Reproduce the passage below on Scenar treatment word for word, from its first sentence to its last.

Selected passage:
┄┄┄┄┄┄
Patients having Scenar treatment need to take responsibility for their health and are advised to participate actively in the treatment and recovery process. The chemical compounds, released by the nerves, affect not only the problem areas, but also circulate in the blood treating other areas of the body. This goes some way to explaining how old and often forgotten problems are brought to the surface for treatment.
The Russians state that a chronic problem that the patient has may take up to 6 weeks treatment, with long-lasting effectiveness. Acute problems may just take one or two treatments. They say that the Scenar proves effective in 80% of all cases, of which full recovery occurs in 2/3rds of them and significant healing in the remainder.

What conditions can Scenar treat?

In the UK, the devices are licensed by the British Standards Institute for pain relief only. However, because of the nature of the device, viz., stimulating the nervous system, the Russian experience is that Scenar affects all the body systems.
The Russian experience suggests that it can be effective for a very broad range of diseases, including diseases of the digestive, cardiovascular, respiratory, musculo-skeletal, urinary, reproductive and nervous systems.
It is also useful for managing ENT diseases, eye diseases, skin conditions and dental problems. It has also been found beneficial in burns, fractures, insect bites, allergic reactions, diseases of the blood and disorders involving immune mechanisms; endocrine, nutritional and metabolic disorders; stress and mental depression, etc.
┄┄┄┄┄┄
Input data:
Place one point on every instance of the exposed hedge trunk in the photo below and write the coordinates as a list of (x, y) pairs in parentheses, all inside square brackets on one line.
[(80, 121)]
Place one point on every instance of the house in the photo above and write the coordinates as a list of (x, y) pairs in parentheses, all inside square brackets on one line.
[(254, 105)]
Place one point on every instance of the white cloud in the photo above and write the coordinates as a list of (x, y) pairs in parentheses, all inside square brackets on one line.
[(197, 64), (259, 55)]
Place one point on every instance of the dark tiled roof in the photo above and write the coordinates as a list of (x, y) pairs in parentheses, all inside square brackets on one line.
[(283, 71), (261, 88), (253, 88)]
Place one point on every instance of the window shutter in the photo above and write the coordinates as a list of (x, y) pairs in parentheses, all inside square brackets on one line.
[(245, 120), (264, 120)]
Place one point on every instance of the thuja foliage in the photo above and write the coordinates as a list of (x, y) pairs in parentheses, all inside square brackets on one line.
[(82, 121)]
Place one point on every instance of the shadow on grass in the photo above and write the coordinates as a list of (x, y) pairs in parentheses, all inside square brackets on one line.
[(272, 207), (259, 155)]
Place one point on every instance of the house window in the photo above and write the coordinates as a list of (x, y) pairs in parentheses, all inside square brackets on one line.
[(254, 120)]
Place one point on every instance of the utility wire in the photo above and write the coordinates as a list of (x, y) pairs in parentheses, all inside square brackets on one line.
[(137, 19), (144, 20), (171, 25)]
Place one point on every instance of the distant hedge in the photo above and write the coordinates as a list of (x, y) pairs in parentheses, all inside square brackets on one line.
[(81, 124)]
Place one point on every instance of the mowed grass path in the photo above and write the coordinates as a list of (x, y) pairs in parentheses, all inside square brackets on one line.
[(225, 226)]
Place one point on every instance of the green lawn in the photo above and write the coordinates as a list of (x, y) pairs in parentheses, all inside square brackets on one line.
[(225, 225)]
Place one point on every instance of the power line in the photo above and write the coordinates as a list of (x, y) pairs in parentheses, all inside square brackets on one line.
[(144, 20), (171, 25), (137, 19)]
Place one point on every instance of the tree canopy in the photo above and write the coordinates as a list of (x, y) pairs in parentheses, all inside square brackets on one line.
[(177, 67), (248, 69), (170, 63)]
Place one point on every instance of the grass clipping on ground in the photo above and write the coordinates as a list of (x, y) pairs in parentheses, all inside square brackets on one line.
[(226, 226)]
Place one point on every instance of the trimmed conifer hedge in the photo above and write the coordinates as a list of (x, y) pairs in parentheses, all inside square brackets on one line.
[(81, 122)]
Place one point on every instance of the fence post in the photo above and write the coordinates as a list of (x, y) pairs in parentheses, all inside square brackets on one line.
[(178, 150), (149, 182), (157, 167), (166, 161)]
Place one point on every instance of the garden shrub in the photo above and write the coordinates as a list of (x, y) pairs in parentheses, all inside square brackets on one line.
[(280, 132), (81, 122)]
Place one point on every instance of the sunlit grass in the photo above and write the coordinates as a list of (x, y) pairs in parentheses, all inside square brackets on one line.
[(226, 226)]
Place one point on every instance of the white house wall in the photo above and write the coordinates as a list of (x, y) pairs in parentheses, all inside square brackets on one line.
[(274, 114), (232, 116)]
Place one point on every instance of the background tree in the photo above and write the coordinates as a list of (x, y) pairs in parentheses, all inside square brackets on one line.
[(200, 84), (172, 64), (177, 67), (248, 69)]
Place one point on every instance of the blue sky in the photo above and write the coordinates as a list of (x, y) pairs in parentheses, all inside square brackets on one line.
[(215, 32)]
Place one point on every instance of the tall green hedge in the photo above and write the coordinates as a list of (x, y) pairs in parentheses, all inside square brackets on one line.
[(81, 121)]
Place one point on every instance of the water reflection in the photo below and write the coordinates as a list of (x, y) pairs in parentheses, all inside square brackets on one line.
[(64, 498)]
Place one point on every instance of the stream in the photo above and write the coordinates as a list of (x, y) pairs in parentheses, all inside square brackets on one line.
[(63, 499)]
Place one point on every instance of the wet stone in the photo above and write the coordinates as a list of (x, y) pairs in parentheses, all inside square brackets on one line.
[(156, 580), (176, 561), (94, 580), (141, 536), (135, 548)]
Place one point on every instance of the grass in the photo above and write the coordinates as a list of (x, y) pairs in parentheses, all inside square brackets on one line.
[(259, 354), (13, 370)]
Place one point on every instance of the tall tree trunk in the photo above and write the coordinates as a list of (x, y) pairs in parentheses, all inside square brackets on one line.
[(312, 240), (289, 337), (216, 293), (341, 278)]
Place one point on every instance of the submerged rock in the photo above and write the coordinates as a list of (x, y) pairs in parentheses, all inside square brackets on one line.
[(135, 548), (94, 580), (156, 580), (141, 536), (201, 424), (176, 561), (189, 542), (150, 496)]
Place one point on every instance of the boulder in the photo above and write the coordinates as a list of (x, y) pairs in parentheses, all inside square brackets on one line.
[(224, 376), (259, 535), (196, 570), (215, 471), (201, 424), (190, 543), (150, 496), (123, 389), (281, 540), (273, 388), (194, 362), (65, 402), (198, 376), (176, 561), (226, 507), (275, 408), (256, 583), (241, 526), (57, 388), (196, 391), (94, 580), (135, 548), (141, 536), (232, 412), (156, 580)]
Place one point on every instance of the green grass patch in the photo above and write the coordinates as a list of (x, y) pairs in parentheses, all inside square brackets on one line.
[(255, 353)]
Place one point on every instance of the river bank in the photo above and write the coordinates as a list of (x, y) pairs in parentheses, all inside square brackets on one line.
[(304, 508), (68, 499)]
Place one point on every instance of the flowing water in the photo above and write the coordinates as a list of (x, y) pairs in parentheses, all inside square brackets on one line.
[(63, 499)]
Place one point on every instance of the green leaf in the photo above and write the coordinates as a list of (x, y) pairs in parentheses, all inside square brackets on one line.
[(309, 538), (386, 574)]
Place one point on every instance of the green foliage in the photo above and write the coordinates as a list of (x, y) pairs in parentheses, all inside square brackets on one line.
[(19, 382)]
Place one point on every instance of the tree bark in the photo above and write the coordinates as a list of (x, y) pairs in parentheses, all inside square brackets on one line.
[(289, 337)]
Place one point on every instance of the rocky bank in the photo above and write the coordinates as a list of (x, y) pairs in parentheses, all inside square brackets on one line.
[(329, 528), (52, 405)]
┄┄┄┄┄┄
Your solution:
Patients having Scenar treatment need to take responsibility for their health and are advised to participate actively in the treatment and recovery process. The chemical compounds, released by the nerves, affect not only the problem areas, but also circulate in the blood treating other areas of the body. This goes some way to explaining how old and often forgotten problems are brought to the surface for treatment.
The Russians state that a chronic problem that the patient has may take up to 6 weeks treatment, with long-lasting effectiveness. Acute problems may just take one or two treatments. They say that the Scenar proves effective in 80% of all cases, of which full recovery occurs in 2/3rds of them and significant healing in the remainder.

What conditions can Scenar treat?

In the UK, the devices are licensed by the British Standards Institute for pain relief only. However, because of the nature of the device, viz., stimulating the nervous system, the Russian experience is that Scenar affects all the body systems.
The Russian experience suggests that it can be effective for a very broad range of diseases, including diseases of the digestive, cardiovascular, respiratory, musculo-skeletal, urinary, reproductive and nervous systems.
It is also useful for managing ENT diseases, eye diseases, skin conditions and dental problems. It has also been found beneficial in burns, fractures, insect bites, allergic reactions, diseases of the blood and disorders involving immune mechanisms; endocrine, nutritional and metabolic disorders; stress and mental depression, etc.